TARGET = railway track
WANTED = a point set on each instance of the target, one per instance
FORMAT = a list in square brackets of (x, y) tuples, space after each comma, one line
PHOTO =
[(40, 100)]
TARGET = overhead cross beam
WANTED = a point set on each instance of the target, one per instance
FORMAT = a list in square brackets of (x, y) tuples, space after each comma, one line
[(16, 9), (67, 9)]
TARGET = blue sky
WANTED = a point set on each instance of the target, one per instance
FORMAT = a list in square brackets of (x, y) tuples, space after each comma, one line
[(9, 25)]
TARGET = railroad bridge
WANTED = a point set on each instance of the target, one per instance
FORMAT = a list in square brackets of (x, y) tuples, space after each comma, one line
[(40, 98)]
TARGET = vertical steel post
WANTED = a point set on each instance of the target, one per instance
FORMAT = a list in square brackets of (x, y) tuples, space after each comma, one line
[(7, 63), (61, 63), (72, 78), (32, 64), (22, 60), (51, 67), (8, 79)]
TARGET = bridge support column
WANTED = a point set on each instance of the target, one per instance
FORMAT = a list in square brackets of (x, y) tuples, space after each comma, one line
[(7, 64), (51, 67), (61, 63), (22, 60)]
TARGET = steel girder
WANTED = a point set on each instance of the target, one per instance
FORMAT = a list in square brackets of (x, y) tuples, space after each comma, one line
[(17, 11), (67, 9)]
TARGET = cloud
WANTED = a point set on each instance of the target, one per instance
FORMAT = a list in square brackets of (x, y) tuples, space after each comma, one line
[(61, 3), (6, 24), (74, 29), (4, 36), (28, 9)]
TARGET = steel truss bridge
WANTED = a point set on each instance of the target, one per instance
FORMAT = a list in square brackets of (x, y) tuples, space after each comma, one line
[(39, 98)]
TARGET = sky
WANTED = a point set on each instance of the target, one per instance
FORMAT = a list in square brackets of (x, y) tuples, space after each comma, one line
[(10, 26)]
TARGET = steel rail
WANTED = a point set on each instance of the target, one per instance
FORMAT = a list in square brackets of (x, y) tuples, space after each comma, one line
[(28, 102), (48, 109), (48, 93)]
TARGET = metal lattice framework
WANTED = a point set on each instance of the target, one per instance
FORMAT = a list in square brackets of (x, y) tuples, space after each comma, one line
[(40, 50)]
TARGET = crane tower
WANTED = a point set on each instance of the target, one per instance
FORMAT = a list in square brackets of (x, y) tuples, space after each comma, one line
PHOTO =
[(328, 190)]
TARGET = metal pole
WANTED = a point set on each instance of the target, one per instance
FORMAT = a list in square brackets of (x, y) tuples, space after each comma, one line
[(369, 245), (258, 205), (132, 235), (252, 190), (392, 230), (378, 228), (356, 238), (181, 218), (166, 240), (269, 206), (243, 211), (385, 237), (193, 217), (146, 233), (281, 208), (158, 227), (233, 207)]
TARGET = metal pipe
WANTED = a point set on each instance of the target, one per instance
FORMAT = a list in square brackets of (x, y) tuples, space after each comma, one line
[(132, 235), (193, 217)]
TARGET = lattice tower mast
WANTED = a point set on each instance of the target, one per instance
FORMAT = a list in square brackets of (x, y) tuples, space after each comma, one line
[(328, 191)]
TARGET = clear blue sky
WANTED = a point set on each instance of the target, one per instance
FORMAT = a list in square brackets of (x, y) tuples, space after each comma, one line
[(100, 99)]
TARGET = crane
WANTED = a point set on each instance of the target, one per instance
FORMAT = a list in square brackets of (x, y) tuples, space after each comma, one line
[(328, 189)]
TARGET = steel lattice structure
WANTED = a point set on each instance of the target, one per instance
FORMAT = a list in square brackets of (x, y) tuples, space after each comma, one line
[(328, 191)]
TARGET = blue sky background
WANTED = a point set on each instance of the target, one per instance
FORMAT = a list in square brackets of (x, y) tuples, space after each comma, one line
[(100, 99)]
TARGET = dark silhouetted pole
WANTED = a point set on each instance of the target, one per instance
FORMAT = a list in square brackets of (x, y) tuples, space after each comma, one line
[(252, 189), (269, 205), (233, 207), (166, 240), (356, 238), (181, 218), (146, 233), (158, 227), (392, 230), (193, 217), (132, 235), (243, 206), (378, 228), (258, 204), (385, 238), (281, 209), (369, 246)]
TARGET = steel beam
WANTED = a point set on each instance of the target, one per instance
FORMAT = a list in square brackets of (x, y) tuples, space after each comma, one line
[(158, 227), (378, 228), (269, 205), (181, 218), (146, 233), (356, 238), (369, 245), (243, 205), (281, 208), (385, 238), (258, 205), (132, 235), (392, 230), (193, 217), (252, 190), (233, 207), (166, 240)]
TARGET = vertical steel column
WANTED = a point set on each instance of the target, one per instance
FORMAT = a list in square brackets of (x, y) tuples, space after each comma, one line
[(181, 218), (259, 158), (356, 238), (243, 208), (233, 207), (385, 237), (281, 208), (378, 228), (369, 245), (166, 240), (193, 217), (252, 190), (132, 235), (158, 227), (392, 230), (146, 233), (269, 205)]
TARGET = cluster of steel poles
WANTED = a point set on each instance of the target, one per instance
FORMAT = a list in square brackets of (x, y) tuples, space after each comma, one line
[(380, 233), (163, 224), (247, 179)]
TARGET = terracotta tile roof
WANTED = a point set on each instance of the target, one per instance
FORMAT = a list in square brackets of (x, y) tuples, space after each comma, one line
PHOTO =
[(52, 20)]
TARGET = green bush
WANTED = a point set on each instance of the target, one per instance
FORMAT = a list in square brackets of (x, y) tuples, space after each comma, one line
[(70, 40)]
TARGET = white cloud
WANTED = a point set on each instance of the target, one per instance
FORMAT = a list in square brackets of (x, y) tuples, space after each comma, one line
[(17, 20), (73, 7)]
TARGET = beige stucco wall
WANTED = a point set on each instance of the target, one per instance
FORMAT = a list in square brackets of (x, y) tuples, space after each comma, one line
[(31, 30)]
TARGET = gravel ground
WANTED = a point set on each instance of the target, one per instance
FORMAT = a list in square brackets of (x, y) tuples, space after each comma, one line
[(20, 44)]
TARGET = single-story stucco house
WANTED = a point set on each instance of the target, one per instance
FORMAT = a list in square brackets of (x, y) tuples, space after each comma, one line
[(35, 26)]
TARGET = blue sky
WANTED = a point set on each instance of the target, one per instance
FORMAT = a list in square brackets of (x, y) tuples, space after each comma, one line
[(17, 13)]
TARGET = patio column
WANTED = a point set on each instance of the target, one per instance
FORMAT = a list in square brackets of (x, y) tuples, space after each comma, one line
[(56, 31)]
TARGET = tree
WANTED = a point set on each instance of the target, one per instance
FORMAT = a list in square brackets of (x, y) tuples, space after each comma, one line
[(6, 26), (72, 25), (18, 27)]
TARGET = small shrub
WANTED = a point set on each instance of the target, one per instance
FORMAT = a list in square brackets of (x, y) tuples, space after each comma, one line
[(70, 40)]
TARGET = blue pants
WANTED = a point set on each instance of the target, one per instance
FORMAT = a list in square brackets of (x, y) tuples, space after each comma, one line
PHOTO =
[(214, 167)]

==

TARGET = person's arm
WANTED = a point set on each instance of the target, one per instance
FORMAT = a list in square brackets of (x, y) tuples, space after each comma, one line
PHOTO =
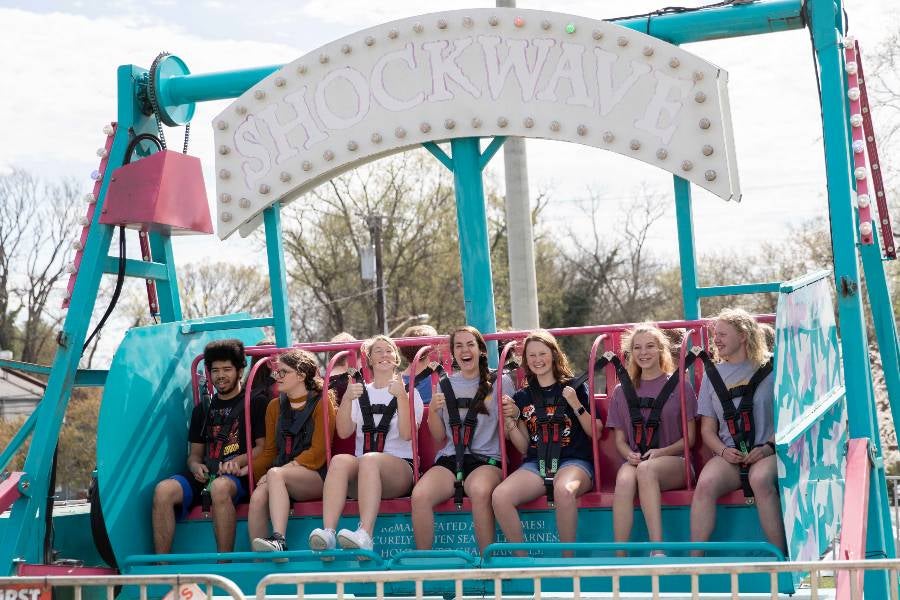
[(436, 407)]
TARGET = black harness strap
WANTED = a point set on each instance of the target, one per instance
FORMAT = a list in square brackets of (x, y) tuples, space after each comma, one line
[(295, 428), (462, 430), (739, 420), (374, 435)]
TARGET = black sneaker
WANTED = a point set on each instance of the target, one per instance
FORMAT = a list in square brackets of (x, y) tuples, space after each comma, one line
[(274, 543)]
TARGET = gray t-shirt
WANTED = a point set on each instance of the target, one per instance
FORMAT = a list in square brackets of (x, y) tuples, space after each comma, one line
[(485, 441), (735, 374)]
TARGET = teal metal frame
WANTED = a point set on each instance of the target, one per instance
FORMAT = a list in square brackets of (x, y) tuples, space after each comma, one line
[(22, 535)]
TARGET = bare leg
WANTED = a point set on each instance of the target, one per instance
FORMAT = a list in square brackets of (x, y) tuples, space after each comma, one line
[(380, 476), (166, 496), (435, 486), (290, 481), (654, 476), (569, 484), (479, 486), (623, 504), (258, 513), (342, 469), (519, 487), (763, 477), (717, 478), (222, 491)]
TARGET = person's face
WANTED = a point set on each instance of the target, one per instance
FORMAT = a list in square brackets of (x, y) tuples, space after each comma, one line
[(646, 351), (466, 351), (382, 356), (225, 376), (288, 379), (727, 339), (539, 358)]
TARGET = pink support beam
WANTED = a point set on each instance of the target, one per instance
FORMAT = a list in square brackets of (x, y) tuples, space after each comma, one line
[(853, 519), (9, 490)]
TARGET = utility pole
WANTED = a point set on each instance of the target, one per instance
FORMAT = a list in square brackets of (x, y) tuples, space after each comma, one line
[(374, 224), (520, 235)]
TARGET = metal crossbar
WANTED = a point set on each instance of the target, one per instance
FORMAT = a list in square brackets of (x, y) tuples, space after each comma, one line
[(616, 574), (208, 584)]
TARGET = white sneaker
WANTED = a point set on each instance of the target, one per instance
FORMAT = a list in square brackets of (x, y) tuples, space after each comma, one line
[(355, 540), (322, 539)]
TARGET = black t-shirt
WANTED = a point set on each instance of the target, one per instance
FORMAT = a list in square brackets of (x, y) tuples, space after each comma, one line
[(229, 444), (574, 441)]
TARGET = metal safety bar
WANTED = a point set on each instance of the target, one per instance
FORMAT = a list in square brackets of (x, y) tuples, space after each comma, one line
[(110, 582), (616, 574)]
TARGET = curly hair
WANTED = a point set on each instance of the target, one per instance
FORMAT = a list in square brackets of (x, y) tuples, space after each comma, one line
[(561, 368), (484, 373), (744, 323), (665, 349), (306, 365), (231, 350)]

* * *

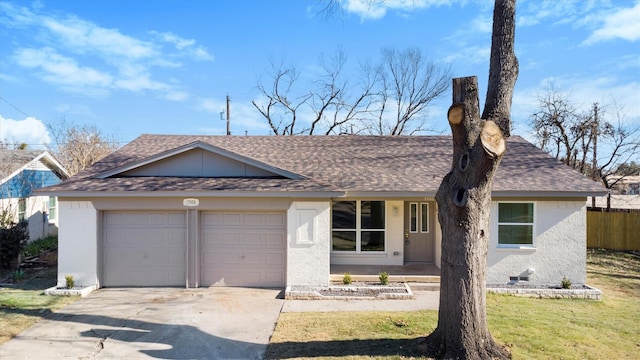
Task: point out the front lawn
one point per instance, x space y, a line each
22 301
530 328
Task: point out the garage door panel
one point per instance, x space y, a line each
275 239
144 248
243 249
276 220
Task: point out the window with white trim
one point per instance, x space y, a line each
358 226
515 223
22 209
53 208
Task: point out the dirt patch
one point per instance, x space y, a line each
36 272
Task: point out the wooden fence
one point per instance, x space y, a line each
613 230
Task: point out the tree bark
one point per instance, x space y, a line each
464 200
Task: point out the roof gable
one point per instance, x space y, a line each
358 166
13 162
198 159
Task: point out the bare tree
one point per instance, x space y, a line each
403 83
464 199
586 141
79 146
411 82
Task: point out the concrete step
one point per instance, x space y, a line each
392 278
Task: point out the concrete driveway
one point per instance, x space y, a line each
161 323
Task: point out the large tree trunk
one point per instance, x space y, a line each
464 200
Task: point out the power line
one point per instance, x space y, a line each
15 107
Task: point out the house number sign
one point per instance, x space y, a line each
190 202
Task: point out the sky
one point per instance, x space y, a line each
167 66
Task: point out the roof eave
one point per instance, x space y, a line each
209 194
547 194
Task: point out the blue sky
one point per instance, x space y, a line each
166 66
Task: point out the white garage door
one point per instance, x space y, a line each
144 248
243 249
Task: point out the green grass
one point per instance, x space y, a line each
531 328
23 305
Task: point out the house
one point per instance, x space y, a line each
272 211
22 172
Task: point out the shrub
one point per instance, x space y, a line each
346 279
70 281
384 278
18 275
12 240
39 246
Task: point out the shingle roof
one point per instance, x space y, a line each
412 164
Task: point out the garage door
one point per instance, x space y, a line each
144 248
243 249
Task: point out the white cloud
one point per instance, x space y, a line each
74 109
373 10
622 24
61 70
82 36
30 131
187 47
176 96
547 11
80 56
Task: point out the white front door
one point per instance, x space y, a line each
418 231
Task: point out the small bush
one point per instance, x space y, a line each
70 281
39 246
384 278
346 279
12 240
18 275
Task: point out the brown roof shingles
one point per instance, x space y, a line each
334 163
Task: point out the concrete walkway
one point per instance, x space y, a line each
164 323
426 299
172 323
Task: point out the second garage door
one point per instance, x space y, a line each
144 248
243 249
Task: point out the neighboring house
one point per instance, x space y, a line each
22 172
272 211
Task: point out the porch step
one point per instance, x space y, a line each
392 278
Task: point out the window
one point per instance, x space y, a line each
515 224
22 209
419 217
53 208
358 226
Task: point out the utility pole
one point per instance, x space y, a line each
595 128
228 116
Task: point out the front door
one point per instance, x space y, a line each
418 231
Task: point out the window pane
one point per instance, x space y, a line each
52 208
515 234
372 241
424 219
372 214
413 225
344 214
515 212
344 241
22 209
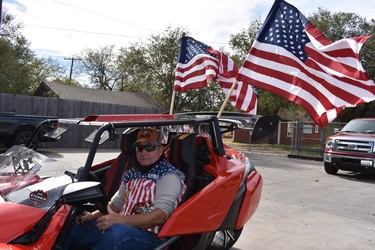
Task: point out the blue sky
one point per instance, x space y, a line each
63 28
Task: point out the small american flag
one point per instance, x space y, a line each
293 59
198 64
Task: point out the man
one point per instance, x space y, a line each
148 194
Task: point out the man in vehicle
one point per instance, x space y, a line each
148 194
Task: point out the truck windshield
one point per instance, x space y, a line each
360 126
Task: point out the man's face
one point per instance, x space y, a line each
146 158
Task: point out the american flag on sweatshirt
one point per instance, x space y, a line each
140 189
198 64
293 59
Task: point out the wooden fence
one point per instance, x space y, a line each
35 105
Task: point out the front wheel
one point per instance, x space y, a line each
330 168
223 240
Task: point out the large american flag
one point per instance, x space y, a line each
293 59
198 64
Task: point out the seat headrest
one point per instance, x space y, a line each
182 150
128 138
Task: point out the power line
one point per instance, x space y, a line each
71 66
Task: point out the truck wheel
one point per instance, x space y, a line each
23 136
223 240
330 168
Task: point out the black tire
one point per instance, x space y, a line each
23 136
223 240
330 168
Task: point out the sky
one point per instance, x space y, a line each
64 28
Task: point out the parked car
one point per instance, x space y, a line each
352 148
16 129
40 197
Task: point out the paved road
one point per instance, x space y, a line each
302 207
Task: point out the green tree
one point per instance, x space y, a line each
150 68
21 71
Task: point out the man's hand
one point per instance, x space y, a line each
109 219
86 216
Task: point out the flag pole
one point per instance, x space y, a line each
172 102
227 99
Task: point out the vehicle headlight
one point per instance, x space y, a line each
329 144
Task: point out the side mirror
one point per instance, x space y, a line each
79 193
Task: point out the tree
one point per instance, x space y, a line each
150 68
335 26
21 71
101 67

* _TASK DESCRIPTION_
Gather every line above that contains the string "tower", matching case exactly, and copy each one in full.

* _OUTPUT OF THE TASK_
TARGET = crane tower
TARGET = lattice tower mast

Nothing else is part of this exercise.